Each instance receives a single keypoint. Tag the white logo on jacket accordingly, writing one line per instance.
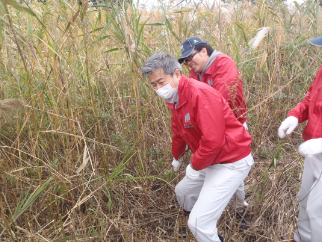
(187, 122)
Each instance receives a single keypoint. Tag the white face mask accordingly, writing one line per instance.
(167, 91)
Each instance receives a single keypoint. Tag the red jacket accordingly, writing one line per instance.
(204, 121)
(311, 109)
(223, 75)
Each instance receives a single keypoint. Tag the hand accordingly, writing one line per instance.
(311, 147)
(287, 126)
(192, 173)
(176, 164)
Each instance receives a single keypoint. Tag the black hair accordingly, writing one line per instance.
(203, 45)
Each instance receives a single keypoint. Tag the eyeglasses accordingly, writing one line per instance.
(189, 58)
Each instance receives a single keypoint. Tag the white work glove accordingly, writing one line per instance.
(287, 126)
(191, 173)
(176, 164)
(311, 147)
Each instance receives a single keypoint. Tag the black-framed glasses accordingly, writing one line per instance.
(189, 58)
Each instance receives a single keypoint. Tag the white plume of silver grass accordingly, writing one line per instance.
(262, 32)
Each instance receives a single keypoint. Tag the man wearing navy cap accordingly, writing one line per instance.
(220, 72)
(217, 70)
(309, 224)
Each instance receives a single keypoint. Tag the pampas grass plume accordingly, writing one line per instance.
(262, 32)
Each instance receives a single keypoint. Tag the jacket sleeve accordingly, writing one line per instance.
(301, 111)
(211, 124)
(178, 143)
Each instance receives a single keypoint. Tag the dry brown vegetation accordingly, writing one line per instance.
(77, 72)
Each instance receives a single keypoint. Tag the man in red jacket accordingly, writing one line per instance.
(220, 72)
(310, 196)
(221, 159)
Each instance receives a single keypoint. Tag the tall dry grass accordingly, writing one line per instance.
(89, 159)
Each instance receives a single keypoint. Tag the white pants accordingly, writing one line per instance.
(208, 196)
(310, 200)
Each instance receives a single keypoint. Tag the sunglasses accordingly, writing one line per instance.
(189, 58)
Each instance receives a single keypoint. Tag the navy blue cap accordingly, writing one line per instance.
(188, 45)
(317, 41)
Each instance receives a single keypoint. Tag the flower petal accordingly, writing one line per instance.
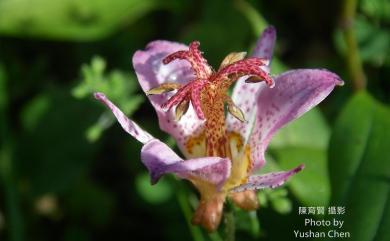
(160, 159)
(269, 180)
(296, 92)
(265, 45)
(151, 72)
(244, 94)
(128, 125)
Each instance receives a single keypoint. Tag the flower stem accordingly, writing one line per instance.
(182, 198)
(354, 63)
(230, 227)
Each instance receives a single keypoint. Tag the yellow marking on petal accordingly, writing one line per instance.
(231, 58)
(196, 146)
(241, 162)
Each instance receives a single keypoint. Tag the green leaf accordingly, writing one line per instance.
(119, 86)
(34, 111)
(310, 186)
(155, 194)
(360, 167)
(54, 152)
(70, 19)
(300, 132)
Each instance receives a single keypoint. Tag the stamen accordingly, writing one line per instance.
(181, 109)
(163, 88)
(249, 66)
(234, 109)
(231, 58)
(194, 56)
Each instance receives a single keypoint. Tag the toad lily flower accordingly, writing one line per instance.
(221, 150)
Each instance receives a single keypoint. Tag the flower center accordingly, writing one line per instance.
(207, 92)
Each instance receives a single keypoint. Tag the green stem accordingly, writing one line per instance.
(230, 227)
(182, 198)
(354, 63)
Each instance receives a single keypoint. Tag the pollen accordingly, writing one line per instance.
(207, 93)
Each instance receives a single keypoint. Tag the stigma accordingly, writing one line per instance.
(207, 92)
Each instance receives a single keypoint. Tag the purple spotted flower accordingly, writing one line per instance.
(222, 150)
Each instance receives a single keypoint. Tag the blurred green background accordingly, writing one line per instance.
(68, 173)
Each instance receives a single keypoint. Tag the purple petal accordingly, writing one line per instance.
(151, 72)
(244, 94)
(269, 180)
(128, 125)
(160, 159)
(296, 92)
(265, 45)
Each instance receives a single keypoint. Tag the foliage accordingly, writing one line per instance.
(55, 184)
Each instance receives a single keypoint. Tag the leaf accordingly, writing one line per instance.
(300, 132)
(69, 19)
(155, 194)
(116, 84)
(54, 151)
(310, 186)
(360, 167)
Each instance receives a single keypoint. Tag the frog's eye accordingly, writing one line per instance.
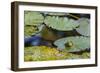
(69, 44)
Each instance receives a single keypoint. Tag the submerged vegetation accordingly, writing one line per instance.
(44, 53)
(56, 36)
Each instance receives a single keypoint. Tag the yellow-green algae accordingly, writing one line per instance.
(44, 53)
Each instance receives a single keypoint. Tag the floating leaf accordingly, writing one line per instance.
(33, 18)
(60, 23)
(84, 26)
(73, 44)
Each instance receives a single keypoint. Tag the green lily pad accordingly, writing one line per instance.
(84, 26)
(60, 23)
(33, 18)
(73, 44)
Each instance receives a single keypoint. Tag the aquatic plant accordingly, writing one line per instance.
(43, 53)
(33, 18)
(73, 44)
(84, 26)
(60, 23)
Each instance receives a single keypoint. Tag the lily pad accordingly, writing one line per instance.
(73, 44)
(33, 18)
(60, 23)
(84, 26)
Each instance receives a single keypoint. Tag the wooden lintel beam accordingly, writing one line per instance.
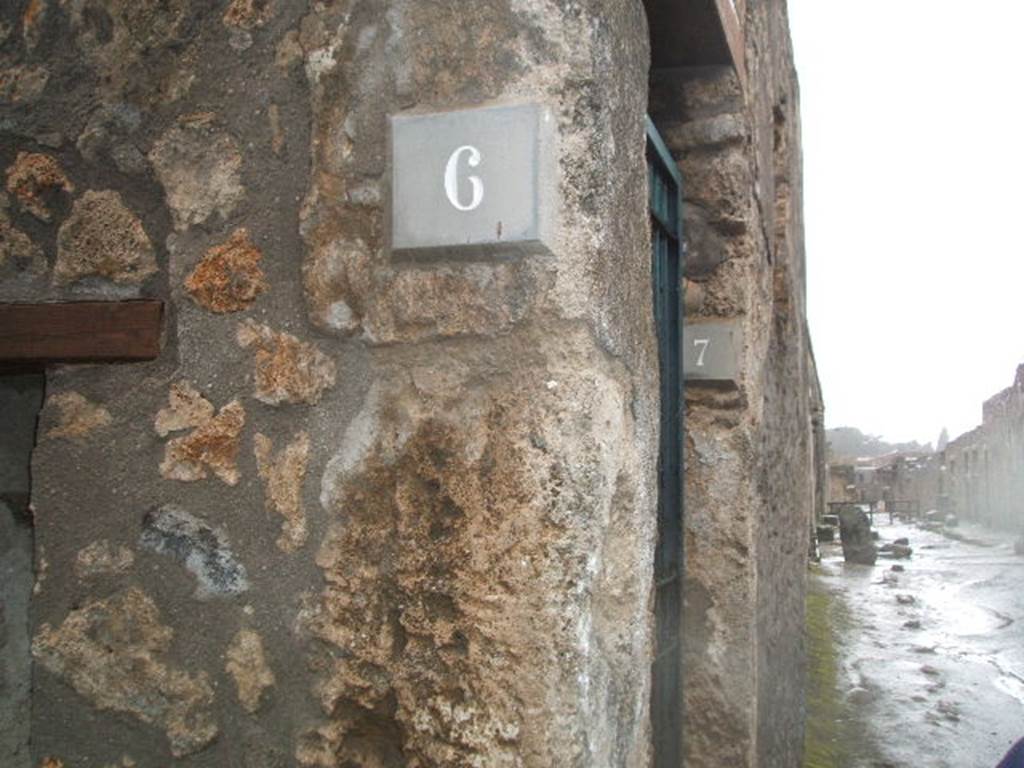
(79, 332)
(696, 33)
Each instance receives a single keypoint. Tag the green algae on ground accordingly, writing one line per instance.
(828, 739)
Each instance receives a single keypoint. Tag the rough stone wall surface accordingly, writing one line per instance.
(360, 511)
(754, 452)
(983, 478)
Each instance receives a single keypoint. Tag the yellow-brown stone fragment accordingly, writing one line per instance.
(17, 252)
(101, 557)
(30, 175)
(287, 370)
(111, 652)
(228, 279)
(283, 475)
(212, 444)
(78, 417)
(247, 664)
(103, 239)
(248, 13)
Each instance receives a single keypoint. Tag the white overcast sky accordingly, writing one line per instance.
(913, 161)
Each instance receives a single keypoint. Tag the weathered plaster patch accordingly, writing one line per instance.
(186, 409)
(100, 558)
(102, 238)
(138, 47)
(213, 442)
(18, 255)
(33, 174)
(110, 651)
(109, 131)
(444, 525)
(202, 549)
(287, 370)
(23, 83)
(228, 279)
(78, 417)
(283, 475)
(199, 165)
(247, 664)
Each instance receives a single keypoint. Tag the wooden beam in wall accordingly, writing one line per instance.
(695, 33)
(79, 332)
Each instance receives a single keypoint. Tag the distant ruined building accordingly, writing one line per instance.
(370, 434)
(984, 468)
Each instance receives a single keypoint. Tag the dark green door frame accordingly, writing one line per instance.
(665, 187)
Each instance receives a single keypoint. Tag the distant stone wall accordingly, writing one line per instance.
(379, 511)
(755, 453)
(984, 468)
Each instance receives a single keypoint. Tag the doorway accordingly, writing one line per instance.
(666, 224)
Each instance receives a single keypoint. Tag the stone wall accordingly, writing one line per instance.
(754, 452)
(360, 511)
(984, 468)
(379, 511)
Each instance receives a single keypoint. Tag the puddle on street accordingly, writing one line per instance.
(923, 663)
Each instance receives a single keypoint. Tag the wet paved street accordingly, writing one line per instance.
(930, 660)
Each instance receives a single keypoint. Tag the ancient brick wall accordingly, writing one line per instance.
(379, 511)
(755, 451)
(984, 468)
(361, 510)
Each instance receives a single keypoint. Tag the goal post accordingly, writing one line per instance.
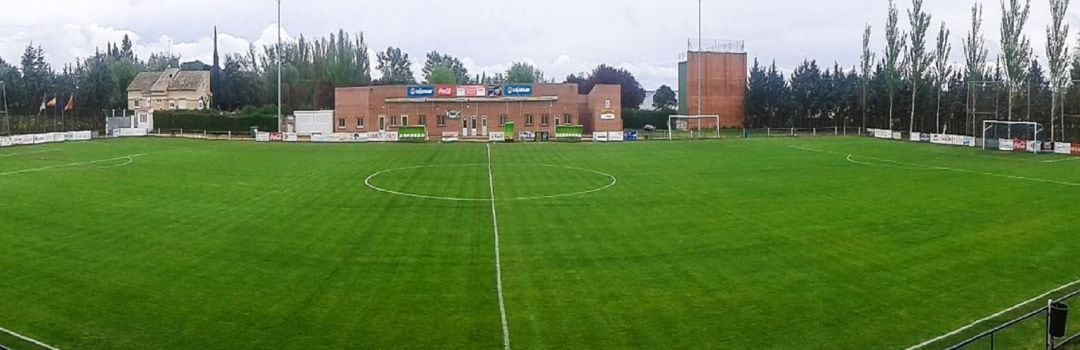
(1010, 135)
(691, 124)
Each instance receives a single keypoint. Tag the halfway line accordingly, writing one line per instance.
(498, 260)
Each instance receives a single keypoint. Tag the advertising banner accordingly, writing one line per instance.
(445, 91)
(449, 137)
(1004, 144)
(472, 91)
(420, 91)
(1020, 145)
(517, 91)
(1063, 148)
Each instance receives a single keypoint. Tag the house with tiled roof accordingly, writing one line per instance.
(170, 90)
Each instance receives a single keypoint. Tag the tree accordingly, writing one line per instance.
(893, 48)
(395, 67)
(942, 69)
(1057, 54)
(866, 61)
(917, 55)
(441, 75)
(1015, 46)
(436, 59)
(665, 97)
(975, 53)
(524, 73)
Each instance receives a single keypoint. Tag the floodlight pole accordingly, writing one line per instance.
(279, 66)
(700, 56)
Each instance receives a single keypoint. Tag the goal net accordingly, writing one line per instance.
(693, 126)
(1013, 136)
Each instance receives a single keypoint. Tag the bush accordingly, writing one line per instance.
(638, 119)
(213, 121)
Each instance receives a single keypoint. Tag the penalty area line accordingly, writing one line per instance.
(27, 339)
(498, 259)
(131, 158)
(970, 325)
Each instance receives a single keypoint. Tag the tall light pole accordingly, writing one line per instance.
(701, 57)
(279, 66)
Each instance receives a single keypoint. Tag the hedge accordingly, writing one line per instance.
(212, 121)
(635, 119)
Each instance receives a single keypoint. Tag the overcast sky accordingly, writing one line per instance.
(559, 36)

[SET PROBLEM]: Copy, word for word, the stretch of the material from the line containing "Each instance receives a single keypoint. Tag the goal net" through the very end, including both of those ends.

[EXERCISE OUTPUT]:
Each instance receives a single keypoint. Tag the goal net accordingly, writing one line per instance.
(693, 126)
(1013, 136)
Each instance receives a single keypoint. Tag the bush accordingly, writing one line per instance.
(638, 119)
(213, 121)
Each instance receives a single keypoint. Tag the penalty area line accordingly, writing one line per instance.
(27, 339)
(498, 259)
(131, 158)
(970, 325)
Each instance receives a single keypoint. Tag the tall light pole accordingly, writing one line per instance.
(701, 57)
(279, 66)
Each instance receives a single keypoint. Tag the hedge accordingly, writing one line per instance.
(212, 121)
(635, 119)
Each instance receives a single keypoint. Tag the overcast sky accordingly, writing one line per instance.
(559, 36)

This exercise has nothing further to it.